Vimtex: Format enumerate environment with gqip exceeds specified textwidths by two chars

Created on 8 Sep 2016  ·  20Comments  ·  Source: lervag/vimtex

\begin{enumerate}[(i)]
  \item xxxxxxxxxx xx xxxxxx xxxxxx xx xxxxxxxxxx xxxxxxx xxxxxxx xxx
    xxxxxxxxxx xxxxxxxxxx xxxxxxx xxxxxxxxxxxxxxx xxxx xxxxx xxxxxxxxxxx xxxxxx
    xxxxxxxxxxxx xxxx xxxxxxx xxxxxxxxx xxxxxxxxx xxxxxxxxxxx xxxxxxxxx xxxxxxxx
    xx xxxxxxxxx
  \item xxxxxx xxxxxxxxxxxxx xxxxxxxxxx xxxxxxxxx xxxxxx xxxxxxxxxxxxxx xxx
    xxxxxxxxxxxxxx xxxxxxxxx xxxxxxxxxx xx xxxxxxxxxx xxxxxxxxxx xxxxxxxxxxx
    xxxxxxxxxxxxxxxxx xxxxx xxxxxxx
\end{enumerate}

% vim: ft=tex tw=78 sw=2 cc=+1

demo-format

I have formatted the environment with gqip. I was expecting that the line lengths would be at most 78 chars.

All 20 comments

I have encountered a second issue with the formatting command. Probably this can be fixed together with this issue:

Following cannot be reformatted at all:

\begin{enumerate}[(i)]
  \item xxxxxxxxxx xx xxxxxx xxxxxx xx xxxxxxxxxx xxxxxxx xxxxxxx xxx xxxxxxxxxx xxxxxxxxxx xxxxxxx xxxxxxxxxxxxxxx xxxx xxxxx xxxxxxxxxxx xxxxxx xxxxxxxxxxxx xxxx xxxxxxx xxxxxxxxx xxxxxxxxx xxxxxxxxxxx xxxxxxxxx xxxxxxxx xx xxxxxxxxx
  \item xxxxxx xxxxxxxxxxxxx xxxxxxxxxx xxxxxxxxx xxxxxx xxxxxxxxxxxxxx xxx xxxxxxxxxxxxxx xxxxxxxxx xxxxxxxxxx xx xxxxxxxxxx xxxxxxxxxx xxxxxxxxxxx xxxxxxxxxxxxxxxxx xxxxx xxxxxxx
\end{enumerate}

% vim: ft=tex tw=78 sw=2 cc=+1

Nothing happens when I press gqip.

I could identify responsible code sections and make modifications to resolve the problems. However, they might have side effects. I also could not run vader tests on OSX (only 8/32 without any changes were successful).

Rows of box annotation data
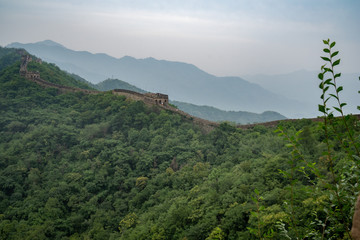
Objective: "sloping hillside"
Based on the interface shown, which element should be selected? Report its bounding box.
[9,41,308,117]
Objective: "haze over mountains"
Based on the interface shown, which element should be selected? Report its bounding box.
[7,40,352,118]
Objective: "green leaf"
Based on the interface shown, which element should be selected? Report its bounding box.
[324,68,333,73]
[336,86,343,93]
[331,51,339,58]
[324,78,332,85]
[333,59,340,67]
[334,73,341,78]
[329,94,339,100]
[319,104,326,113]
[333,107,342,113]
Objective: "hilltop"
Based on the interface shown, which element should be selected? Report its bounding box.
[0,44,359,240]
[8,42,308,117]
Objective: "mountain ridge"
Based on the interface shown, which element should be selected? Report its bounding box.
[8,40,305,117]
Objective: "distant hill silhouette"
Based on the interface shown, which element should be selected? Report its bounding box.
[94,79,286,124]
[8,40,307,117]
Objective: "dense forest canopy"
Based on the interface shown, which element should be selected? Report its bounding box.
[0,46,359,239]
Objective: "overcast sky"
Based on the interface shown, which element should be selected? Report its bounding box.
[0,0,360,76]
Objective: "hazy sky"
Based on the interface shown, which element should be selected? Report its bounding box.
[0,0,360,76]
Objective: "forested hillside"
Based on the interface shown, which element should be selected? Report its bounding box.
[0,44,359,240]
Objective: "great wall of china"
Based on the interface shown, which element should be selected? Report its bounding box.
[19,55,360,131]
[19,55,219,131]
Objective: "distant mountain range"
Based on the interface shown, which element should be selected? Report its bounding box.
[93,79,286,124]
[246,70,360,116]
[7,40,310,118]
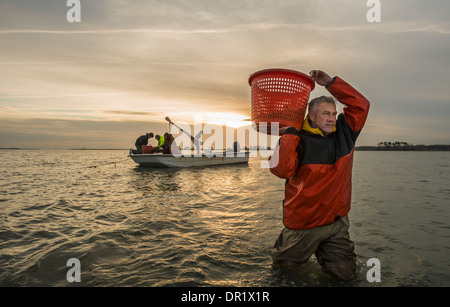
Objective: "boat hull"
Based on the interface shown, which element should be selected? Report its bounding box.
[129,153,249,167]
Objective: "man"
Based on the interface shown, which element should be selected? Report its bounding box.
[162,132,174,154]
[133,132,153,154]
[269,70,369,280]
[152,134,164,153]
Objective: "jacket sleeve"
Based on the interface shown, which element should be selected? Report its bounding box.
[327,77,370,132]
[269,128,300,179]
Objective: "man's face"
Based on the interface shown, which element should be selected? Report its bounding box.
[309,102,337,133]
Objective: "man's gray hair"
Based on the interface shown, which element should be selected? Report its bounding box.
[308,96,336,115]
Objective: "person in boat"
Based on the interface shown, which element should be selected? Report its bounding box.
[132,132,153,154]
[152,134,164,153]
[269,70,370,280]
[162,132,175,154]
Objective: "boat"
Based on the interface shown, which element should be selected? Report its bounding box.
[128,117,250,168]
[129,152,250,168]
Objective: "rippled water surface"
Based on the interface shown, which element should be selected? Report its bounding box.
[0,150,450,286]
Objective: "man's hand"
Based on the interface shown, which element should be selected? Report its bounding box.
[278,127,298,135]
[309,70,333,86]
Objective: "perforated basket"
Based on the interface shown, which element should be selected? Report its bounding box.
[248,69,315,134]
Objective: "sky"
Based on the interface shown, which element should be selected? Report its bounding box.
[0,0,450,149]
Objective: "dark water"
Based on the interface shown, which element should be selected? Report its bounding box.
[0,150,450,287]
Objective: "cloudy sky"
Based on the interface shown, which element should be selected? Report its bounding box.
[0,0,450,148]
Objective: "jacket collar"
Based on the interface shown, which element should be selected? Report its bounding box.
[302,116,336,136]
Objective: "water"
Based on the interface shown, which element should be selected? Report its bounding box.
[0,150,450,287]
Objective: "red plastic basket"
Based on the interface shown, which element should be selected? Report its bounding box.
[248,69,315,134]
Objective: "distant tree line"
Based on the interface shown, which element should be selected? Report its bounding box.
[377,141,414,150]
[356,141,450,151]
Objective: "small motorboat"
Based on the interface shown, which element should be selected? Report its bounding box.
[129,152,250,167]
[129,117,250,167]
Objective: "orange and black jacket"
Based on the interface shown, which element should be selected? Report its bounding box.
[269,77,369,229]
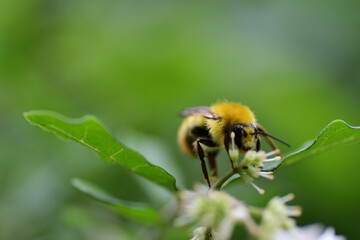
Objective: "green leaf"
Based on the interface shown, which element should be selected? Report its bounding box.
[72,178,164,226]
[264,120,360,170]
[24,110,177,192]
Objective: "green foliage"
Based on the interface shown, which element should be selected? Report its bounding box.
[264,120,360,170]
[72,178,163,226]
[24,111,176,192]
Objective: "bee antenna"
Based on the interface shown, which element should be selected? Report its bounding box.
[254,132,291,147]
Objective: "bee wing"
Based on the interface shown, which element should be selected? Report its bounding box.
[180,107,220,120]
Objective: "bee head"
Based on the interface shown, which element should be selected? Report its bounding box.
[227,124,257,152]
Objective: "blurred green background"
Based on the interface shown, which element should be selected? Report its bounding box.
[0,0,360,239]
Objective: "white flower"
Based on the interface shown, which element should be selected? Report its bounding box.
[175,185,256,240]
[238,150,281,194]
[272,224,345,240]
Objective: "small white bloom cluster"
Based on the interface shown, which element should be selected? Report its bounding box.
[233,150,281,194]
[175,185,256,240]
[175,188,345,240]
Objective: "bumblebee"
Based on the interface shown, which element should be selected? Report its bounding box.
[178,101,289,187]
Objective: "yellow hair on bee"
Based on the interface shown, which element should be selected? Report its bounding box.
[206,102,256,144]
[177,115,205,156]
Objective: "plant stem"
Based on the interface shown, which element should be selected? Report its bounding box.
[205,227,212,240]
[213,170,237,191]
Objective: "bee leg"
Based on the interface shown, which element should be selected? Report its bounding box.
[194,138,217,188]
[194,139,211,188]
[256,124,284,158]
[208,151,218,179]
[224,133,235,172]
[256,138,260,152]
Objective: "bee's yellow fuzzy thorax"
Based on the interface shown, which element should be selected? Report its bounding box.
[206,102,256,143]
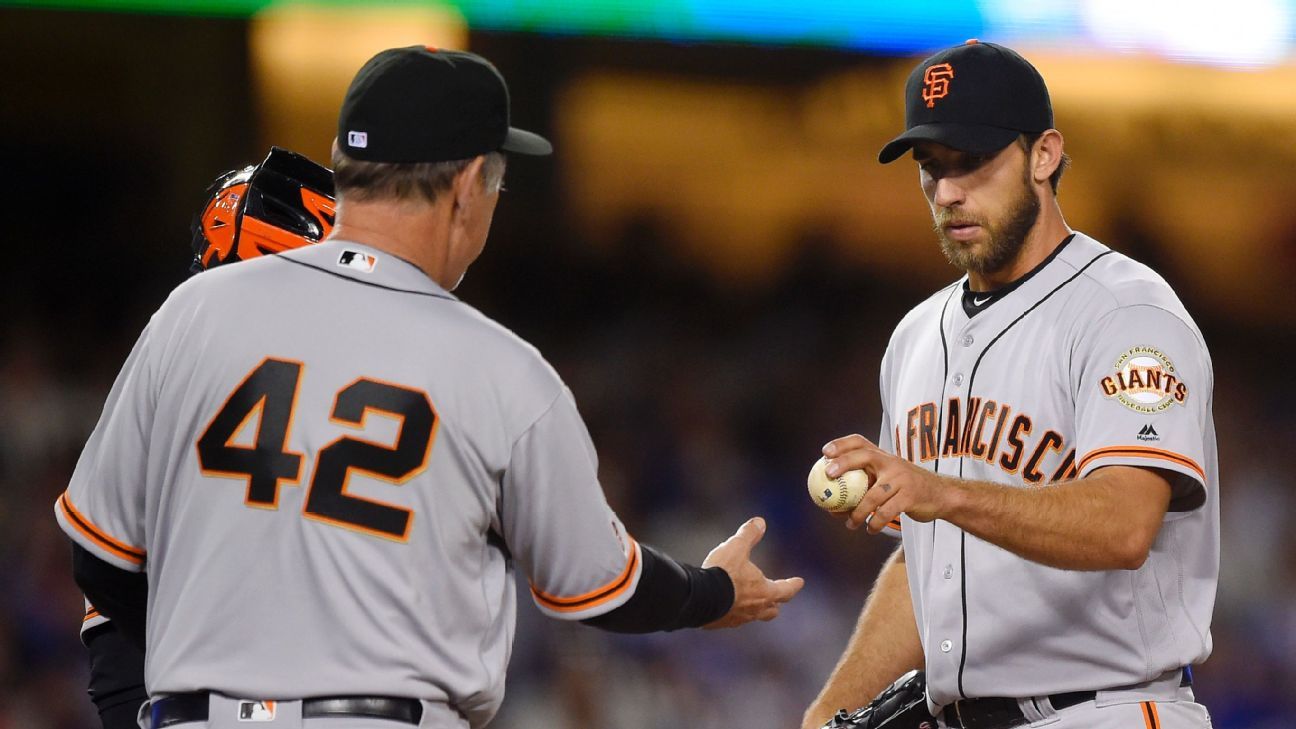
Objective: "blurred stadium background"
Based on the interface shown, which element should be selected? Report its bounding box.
---
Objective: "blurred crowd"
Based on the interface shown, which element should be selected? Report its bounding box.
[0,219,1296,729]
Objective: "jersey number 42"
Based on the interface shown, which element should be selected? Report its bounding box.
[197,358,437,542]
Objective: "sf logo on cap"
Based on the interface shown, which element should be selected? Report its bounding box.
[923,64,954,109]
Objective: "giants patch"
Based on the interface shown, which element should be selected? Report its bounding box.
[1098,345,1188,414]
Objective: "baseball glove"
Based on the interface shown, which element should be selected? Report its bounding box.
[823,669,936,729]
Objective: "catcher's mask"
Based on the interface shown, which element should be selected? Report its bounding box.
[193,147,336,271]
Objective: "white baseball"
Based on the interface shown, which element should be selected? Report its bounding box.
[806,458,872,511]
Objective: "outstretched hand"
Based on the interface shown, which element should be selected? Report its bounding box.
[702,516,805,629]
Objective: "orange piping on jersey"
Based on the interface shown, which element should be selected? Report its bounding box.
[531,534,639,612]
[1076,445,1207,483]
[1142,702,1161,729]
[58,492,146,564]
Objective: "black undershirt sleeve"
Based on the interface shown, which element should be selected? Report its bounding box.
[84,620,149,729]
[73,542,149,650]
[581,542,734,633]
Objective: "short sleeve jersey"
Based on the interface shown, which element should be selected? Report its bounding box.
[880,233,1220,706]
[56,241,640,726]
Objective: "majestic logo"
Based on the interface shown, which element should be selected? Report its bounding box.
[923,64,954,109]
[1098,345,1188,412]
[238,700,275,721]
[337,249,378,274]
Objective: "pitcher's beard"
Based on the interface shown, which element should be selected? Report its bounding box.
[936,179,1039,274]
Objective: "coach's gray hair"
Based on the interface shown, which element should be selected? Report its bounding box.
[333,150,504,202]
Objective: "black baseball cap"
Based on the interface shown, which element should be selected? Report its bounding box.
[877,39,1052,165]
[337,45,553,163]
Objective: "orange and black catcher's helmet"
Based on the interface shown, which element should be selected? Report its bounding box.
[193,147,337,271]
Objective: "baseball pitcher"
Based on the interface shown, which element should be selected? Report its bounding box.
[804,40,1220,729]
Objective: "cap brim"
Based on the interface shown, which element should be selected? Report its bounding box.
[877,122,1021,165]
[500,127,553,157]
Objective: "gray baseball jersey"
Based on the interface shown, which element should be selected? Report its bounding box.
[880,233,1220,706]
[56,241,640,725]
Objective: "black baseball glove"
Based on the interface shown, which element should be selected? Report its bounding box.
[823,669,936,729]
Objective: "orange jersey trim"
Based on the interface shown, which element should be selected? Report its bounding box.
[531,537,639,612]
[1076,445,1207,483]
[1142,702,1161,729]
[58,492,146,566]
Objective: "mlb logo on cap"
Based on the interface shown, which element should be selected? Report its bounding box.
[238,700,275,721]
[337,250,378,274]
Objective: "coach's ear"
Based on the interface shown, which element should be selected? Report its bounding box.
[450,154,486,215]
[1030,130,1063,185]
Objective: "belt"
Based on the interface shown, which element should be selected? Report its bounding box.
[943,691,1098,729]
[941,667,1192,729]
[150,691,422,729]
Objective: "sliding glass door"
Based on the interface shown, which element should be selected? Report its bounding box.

TO BE DONE — Copy the vimtex issue thread starting at "All 20 comments" and ending at "I press gqip.", and swap "formatting command" for "format operator". Rely on the vimtex issue thread alone, not on the rows.

TASK ANSWER —
All 20 comments

I have encountered a second issue with the format operator. Probably this can be fixed together with this issue:

Following cannot be reformatted at all:

\begin{enumerate}[(i)]
  \item xxxxxxxxxx xx xxxxxx xxxxxx xx xxxxxxxxxx xxxxxxx xxxxxxx xxx xxxxxxxxxx xxxxxxxxxx xxxxxxx xxxxxxxxxxxxxxx xxxx xxxxx xxxxxxxxxxx xxxxxx xxxxxxxxxxxx xxxx xxxxxxx xxxxxxxxx xxxxxxxxx xxxxxxxxxxx xxxxxxxxx xxxxxxxx xx xxxxxxxxx
  \item xxxxxx xxxxxxxxxxxxx xxxxxxxxxx xxxxxxxxx xxxxxx xxxxxxxxxxxxxx xxx xxxxxxxxxxxxxx xxxxxxxxx xxxxxxxxxx xx xxxxxxxxxx xxxxxxxxxx xxxxxxxxxxx xxxxxxxxxxxxxxxxx xxxxx xxxxxxx
\end{enumerate}

% vim: ft=tex tw=78 sw=2 cc=+1

Nothing happens when I press gqip.